[Source extract]
Content starts
France's president has foreshadowed a five-year "pact for competitiveness" to revive industry. Francois Hollande emerged from talks with key international institutions on Monday, hinting at burdens all around.
Hollande said all indicators show that France is "not in the best of situations." The Socialist president also called for more market restraints, saying the world needs "mechanisms, regulation and action."
Hollande had just met in Paris with the visiting heads of the World Bank, International Monetary Fund, World Trade Organization, International Labour Organization and the Organization for Economic Co-operation and Development.
Hollande said his proposed pact to boost French industry would place demands on "all the spheres of competitiveness" and would be equally transparent for companies, taxpayers and investors.
He said the pact would be unveiled in November, but not before the former head of the EADS aerospace group, Louis Gallois, presents a set of economic recommendations.
Content ends
[Data shown]
Content starts
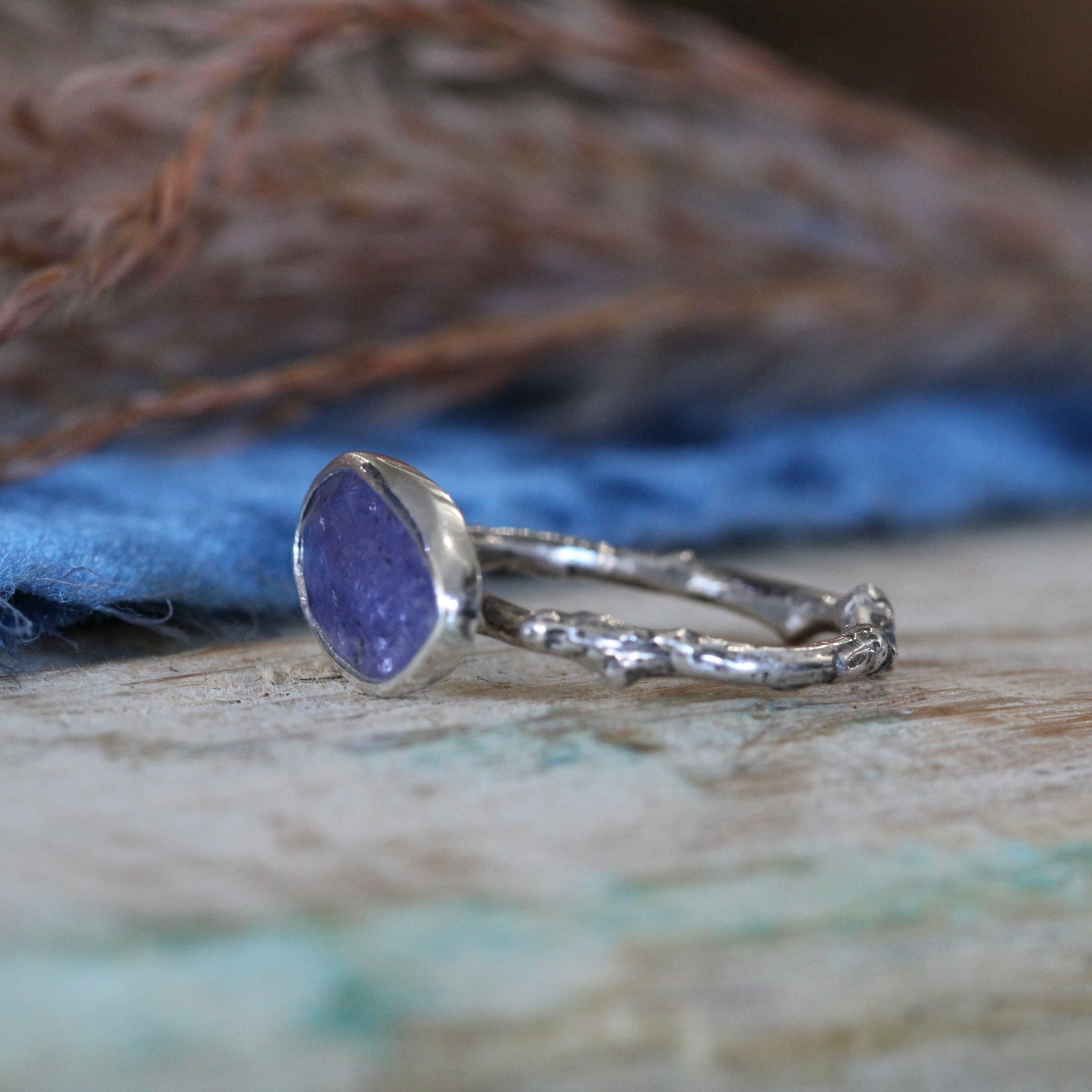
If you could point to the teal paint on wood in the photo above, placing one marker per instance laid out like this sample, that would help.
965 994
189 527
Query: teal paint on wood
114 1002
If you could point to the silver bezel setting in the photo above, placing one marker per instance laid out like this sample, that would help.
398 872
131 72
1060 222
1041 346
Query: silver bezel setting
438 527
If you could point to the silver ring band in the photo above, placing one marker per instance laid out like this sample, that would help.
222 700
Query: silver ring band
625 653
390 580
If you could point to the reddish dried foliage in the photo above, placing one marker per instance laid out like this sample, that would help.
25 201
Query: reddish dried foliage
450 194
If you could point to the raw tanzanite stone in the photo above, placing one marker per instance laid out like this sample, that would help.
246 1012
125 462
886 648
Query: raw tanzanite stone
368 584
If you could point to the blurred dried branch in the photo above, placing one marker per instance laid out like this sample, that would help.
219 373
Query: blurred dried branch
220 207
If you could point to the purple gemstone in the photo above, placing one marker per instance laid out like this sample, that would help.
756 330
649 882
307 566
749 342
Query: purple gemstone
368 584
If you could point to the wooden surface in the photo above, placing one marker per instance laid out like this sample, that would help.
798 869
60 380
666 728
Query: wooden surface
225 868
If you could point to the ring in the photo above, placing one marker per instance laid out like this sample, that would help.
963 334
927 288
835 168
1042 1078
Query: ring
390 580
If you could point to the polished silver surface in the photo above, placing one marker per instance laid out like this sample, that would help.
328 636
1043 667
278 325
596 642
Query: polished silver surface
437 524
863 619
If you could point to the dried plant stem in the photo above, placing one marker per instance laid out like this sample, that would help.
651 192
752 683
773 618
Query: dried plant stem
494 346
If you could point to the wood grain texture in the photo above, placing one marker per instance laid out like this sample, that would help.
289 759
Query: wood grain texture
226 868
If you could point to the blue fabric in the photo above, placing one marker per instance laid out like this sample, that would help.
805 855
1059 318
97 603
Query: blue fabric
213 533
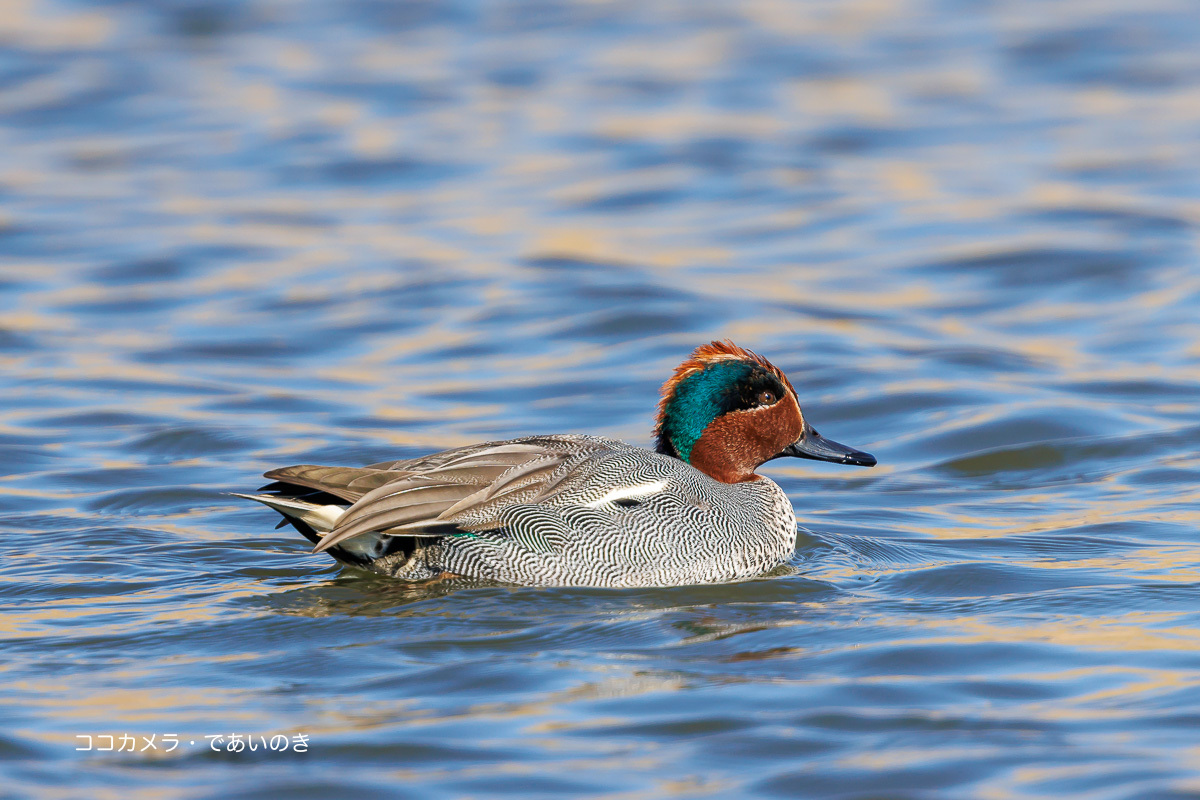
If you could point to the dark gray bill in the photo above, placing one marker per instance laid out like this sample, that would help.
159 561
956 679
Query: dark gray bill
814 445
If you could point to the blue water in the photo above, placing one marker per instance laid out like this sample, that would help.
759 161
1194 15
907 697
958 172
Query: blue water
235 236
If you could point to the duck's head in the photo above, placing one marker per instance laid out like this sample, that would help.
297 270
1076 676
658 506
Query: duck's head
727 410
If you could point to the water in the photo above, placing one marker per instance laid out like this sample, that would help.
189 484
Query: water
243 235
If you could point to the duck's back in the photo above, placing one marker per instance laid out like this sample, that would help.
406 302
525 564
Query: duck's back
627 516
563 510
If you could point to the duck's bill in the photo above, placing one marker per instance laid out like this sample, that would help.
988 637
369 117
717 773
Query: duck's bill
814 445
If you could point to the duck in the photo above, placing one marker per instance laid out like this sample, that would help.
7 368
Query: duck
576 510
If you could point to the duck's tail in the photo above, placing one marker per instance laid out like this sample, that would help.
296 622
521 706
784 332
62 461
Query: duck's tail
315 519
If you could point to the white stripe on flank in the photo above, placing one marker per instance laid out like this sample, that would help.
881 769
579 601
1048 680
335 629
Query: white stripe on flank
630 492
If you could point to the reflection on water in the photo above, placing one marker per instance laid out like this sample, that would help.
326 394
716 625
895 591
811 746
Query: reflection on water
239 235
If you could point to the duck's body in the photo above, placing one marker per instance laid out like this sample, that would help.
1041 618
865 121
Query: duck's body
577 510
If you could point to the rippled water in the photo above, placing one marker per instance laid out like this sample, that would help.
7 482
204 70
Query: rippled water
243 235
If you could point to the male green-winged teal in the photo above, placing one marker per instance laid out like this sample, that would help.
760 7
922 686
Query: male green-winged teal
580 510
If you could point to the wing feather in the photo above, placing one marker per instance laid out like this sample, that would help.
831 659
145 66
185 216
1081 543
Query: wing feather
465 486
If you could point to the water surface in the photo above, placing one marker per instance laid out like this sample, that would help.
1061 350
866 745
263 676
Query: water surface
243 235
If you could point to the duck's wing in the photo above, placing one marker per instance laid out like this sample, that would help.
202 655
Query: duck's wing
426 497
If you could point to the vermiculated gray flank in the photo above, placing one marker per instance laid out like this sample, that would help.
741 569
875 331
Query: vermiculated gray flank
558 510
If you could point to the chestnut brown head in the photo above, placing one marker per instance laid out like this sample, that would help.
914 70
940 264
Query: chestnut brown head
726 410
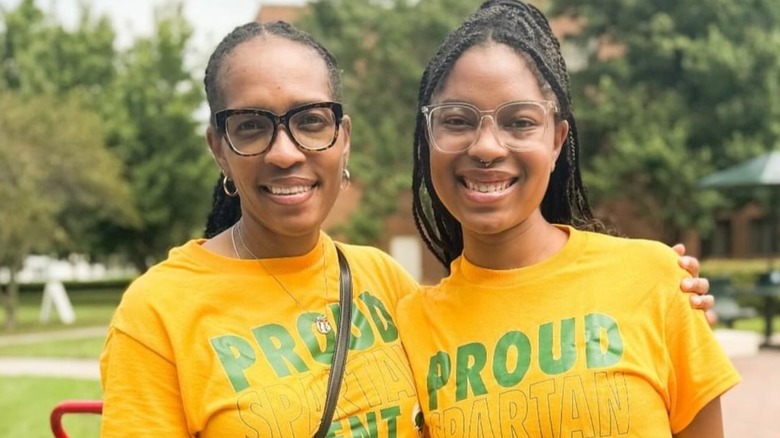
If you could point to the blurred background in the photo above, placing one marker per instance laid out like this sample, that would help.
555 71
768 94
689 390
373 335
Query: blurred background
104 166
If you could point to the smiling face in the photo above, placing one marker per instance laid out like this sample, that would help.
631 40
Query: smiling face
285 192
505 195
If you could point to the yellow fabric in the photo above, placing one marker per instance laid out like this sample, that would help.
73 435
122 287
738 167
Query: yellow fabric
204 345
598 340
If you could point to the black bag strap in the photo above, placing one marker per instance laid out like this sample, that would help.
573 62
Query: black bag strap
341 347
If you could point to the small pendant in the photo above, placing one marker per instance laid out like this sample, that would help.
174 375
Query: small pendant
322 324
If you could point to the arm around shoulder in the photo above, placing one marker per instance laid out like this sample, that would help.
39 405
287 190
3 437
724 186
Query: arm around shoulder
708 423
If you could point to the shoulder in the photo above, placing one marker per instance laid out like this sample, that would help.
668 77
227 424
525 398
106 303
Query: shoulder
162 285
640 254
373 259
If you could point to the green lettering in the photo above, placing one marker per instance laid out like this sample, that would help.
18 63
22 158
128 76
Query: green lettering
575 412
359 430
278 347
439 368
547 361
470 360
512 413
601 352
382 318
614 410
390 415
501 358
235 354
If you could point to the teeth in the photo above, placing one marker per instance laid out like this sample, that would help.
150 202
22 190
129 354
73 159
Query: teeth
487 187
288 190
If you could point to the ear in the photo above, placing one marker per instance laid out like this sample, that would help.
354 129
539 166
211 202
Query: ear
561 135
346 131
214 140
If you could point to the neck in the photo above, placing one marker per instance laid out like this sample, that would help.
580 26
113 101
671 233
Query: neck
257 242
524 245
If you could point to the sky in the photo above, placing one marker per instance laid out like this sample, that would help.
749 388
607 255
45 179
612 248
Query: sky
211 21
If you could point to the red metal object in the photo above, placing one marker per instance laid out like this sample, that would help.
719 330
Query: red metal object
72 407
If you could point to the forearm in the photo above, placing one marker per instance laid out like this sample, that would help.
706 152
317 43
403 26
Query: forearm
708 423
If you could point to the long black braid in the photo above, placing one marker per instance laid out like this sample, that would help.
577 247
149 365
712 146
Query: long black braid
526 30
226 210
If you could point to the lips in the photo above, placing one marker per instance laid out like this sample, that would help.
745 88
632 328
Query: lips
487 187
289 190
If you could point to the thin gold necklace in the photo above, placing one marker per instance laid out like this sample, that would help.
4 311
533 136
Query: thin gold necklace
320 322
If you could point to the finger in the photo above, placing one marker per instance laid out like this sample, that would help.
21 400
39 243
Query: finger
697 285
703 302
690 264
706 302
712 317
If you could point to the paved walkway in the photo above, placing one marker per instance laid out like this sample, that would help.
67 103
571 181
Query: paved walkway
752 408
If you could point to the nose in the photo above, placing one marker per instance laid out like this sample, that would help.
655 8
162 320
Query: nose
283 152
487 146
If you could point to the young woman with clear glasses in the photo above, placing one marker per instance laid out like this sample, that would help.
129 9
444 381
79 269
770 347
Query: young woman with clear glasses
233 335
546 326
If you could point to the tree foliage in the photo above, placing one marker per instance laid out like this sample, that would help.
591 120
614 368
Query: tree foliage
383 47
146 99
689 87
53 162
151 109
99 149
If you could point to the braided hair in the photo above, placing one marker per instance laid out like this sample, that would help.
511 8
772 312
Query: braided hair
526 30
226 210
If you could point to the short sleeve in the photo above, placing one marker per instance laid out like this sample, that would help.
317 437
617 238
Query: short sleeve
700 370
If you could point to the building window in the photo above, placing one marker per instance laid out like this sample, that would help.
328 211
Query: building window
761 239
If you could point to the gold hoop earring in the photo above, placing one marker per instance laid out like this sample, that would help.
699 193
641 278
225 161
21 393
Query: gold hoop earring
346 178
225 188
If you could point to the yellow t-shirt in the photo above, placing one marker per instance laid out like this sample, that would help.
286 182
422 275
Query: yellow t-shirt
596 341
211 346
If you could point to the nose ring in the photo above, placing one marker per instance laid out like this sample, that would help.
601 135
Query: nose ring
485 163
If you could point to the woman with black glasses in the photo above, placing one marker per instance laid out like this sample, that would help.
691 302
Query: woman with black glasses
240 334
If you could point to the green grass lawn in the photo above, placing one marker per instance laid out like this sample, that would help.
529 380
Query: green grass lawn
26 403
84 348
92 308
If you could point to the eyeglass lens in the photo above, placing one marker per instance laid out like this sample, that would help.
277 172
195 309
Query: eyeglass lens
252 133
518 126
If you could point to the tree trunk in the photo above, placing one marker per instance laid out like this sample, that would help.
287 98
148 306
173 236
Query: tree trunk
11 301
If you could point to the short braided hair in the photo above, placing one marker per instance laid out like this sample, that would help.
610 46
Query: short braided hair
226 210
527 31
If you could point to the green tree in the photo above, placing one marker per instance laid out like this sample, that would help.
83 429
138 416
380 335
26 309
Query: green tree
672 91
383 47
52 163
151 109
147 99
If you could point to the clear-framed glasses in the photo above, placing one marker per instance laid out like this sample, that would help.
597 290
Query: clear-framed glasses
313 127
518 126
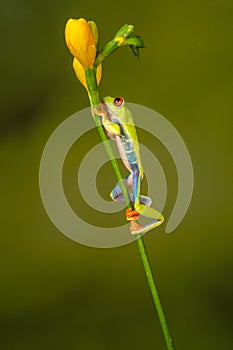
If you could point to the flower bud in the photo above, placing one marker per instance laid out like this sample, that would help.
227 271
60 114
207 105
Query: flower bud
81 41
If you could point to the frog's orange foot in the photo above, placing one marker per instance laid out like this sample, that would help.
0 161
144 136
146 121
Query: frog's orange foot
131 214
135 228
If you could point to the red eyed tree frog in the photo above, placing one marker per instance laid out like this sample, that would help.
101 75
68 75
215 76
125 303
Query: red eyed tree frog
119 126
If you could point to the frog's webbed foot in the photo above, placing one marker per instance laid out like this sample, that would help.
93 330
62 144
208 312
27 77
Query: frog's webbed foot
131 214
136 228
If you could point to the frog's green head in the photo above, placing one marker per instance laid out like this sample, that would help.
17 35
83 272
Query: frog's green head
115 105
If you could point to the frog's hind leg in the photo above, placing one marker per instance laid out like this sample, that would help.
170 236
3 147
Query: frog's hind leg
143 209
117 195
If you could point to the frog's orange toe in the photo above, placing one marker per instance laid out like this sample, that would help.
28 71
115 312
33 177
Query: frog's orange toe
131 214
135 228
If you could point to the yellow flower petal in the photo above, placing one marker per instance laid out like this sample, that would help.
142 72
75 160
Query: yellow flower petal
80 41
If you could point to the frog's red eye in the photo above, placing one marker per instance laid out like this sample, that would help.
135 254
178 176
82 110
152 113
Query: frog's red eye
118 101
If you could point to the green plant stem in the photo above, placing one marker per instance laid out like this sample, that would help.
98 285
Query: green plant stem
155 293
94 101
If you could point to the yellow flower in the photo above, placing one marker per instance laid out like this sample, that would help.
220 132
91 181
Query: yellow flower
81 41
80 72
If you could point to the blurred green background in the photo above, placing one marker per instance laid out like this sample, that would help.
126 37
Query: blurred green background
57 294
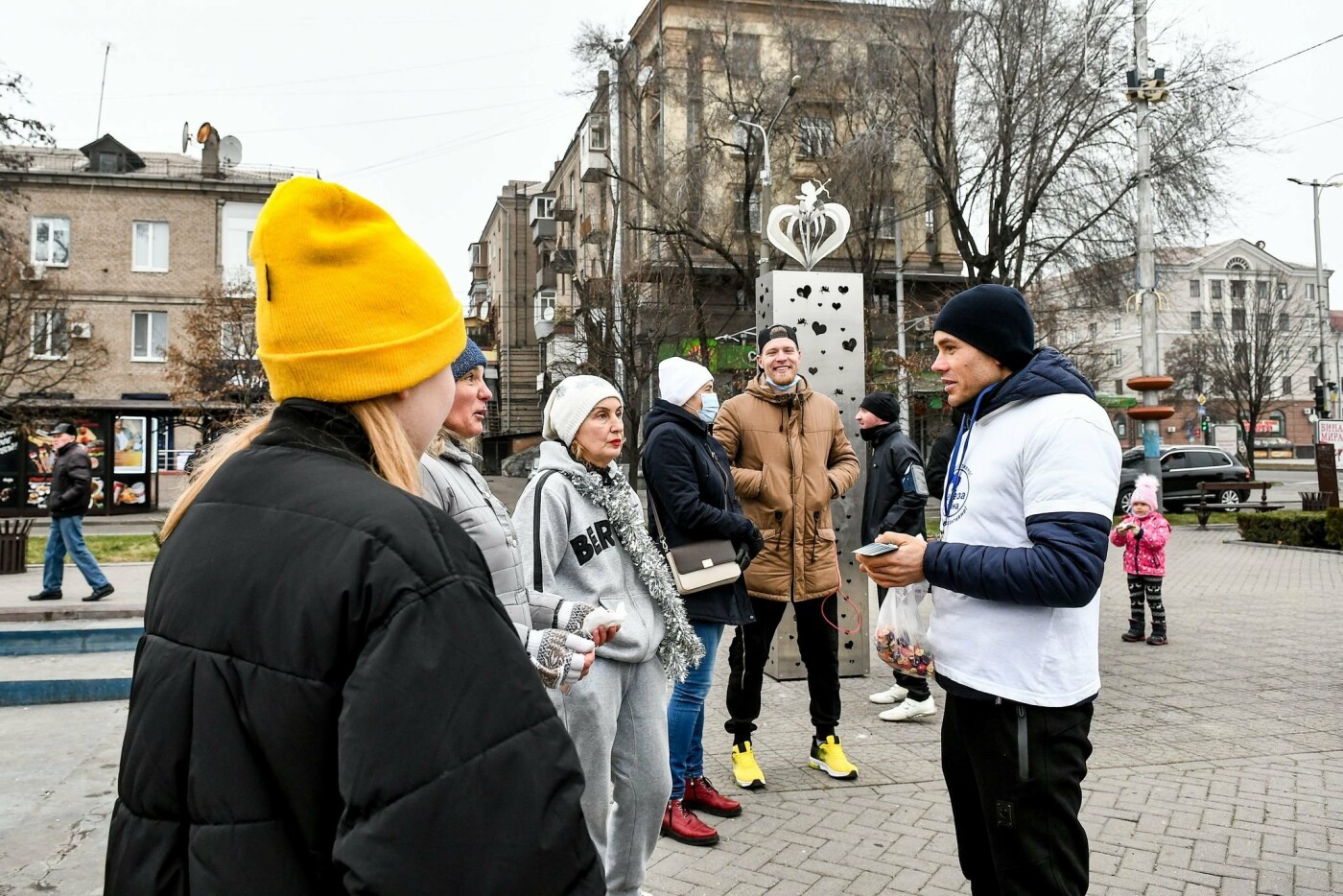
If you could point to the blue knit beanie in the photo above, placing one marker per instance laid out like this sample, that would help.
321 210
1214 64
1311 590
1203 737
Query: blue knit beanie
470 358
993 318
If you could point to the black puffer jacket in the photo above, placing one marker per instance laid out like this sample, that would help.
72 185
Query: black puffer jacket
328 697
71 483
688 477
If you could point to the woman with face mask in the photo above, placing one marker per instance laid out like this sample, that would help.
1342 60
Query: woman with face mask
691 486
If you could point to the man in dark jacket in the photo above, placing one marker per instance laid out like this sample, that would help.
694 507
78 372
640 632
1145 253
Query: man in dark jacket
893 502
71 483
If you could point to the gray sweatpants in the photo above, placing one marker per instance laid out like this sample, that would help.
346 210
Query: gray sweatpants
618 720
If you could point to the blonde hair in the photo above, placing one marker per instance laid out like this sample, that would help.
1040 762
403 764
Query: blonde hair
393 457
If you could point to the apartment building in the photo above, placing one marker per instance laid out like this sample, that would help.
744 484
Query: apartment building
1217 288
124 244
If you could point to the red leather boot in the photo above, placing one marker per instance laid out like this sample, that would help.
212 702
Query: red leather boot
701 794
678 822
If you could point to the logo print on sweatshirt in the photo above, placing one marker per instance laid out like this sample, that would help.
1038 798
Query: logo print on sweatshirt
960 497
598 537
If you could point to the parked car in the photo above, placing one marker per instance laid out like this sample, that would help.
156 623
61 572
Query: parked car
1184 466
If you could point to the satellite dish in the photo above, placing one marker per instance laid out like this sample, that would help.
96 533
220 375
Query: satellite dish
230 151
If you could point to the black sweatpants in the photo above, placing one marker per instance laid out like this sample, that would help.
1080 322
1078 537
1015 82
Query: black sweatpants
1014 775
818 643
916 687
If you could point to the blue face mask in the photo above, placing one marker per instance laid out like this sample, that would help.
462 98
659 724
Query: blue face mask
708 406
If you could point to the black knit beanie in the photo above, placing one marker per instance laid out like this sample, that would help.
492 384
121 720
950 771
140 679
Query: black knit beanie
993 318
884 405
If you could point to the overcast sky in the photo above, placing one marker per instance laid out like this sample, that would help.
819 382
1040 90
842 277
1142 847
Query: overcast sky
Content ends
[Task A]
Please rewrite the paragraph of the Hollande article that begins "Hollande said his proposed pact" in a shorter form, keeping its main facts.
[Task B]
Answer these questions from the Hollande article:
(i) How many years would the proposed pact run?
(ii) In which city did Hollande meet the heads of the international institutions?
(iii) Who is to present economic recommendations before the pact is unveiled?
[Task C]
Print the part of the Hollande article that begins at the words "Hollande had just" and stops after "of economic recommendations.".

[Response box A]
Hollande said his pact to boost French industry would make demands on every sphere of competitiveness and be equally transparent for companies, taxpayers and investors.

[Response box B]
(i) Five years.
(ii) Paris.
(iii) Louis Gallois, former head of the EADS aerospace group.

[Response box C]
Hollande had just met in Paris with the visiting heads of the World Bank, International Monetary Fund, World Trade Organization, International Labour Organization and the Organization for Economic Co-operation and Development.
Hollande said his proposed pact to boost French industry would place demands on "all the spheres of competitiveness" and would be equally transparent for companies, taxpayers and investors.
He said the pact would be unveiled in November, but not before the former head of the EADS aerospace group, Louis Gallois, presents a set of economic recommendations.